**Source data:**
________

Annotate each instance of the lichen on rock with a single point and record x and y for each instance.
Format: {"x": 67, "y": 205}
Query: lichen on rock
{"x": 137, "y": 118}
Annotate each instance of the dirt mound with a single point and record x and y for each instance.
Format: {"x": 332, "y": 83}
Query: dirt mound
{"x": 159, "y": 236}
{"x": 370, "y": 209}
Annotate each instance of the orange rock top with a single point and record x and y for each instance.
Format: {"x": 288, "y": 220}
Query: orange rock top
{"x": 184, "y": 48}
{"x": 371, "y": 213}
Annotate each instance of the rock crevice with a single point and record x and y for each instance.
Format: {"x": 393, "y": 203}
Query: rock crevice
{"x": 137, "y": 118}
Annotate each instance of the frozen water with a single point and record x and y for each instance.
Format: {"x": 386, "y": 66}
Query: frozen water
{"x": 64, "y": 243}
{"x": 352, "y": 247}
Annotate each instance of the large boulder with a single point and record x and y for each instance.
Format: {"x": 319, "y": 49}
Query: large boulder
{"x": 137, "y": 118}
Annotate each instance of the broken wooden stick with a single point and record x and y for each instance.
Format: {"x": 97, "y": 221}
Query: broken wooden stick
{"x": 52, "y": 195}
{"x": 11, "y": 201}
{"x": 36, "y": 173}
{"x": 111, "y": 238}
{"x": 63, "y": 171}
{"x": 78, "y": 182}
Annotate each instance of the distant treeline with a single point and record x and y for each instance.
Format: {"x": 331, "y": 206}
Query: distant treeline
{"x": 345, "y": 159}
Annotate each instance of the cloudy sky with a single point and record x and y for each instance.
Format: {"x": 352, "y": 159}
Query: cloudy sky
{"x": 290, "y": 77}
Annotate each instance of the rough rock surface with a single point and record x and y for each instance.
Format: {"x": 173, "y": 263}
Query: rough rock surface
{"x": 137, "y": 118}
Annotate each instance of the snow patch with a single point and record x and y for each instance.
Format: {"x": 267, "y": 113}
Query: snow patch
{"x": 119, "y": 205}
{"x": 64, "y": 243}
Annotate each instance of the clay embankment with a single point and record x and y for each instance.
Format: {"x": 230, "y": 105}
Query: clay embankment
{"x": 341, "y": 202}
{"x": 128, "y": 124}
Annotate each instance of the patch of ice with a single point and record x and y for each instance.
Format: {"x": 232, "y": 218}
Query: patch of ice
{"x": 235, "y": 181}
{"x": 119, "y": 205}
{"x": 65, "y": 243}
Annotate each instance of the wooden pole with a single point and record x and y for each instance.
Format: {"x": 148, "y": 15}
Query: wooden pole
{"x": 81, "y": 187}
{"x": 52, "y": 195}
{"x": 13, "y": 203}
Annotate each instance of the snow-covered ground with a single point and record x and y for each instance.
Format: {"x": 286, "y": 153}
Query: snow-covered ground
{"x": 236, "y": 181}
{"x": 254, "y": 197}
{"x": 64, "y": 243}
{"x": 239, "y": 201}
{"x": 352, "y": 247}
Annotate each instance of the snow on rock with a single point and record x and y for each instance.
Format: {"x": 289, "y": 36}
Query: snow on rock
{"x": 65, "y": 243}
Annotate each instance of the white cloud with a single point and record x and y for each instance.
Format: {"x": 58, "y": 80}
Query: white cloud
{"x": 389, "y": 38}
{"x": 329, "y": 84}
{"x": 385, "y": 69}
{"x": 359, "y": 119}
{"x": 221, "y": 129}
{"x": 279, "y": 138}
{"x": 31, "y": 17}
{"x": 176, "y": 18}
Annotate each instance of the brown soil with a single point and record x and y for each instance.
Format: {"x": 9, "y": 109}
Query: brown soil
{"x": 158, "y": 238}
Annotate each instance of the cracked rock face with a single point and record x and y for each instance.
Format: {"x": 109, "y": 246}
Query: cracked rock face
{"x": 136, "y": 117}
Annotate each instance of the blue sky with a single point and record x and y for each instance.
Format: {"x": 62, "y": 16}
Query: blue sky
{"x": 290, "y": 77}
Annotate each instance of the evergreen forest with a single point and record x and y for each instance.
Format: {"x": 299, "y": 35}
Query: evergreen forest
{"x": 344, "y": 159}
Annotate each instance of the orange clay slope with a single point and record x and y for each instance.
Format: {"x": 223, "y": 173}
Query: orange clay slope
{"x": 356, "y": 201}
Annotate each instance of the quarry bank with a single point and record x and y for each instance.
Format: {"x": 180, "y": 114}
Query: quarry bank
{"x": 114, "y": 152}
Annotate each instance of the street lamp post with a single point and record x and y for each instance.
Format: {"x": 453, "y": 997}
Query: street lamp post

________

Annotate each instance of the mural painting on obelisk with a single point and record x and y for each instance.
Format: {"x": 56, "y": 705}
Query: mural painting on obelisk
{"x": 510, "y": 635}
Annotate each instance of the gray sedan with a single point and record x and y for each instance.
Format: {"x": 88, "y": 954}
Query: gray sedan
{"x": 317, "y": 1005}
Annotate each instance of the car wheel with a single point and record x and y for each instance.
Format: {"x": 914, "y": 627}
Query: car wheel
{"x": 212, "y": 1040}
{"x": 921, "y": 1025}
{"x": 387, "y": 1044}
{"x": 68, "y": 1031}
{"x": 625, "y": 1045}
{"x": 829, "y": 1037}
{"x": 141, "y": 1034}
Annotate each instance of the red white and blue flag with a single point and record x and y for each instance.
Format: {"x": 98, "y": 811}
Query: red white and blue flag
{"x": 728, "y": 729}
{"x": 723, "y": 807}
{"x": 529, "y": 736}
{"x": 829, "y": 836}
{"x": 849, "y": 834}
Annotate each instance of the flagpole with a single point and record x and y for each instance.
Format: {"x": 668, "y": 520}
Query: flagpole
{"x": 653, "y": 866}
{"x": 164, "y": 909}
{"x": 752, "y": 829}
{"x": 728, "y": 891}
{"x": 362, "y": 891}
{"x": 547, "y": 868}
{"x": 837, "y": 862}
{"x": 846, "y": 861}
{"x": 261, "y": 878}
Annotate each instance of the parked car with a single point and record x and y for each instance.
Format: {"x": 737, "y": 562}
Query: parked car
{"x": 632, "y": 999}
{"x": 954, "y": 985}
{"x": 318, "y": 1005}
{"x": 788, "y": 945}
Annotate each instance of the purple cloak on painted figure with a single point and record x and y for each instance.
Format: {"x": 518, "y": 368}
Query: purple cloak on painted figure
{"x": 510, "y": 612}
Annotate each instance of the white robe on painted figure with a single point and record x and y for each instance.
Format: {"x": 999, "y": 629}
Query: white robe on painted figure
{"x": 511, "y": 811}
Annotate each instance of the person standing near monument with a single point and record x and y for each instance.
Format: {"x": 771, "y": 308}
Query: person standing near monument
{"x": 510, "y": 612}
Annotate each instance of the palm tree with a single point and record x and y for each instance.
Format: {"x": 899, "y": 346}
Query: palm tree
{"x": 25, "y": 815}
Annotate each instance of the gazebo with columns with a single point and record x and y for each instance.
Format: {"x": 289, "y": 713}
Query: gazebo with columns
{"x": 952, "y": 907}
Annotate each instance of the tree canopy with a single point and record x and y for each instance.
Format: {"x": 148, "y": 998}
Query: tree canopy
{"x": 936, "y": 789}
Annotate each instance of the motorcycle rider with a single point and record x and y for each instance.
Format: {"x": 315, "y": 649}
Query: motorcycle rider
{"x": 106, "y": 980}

________

**Task directions:** Output should match, line for line, the stretch of the material above from the line holding "Annotate each instance of the cloudy" through the line holding "Annotate each instance of the snow patch".

**Answer box:**
Annotate each instance of the cloudy sky with a single point and record x and y for each instance.
Format: {"x": 352, "y": 159}
Query: cloudy sky
{"x": 290, "y": 77}
Annotate each instance of the rough rock surface with a single point and record x and y for each instance.
Format: {"x": 173, "y": 263}
Query: rough rock surface
{"x": 137, "y": 118}
Annotate each instance of the snow patch with a single point and record x and y for each instance.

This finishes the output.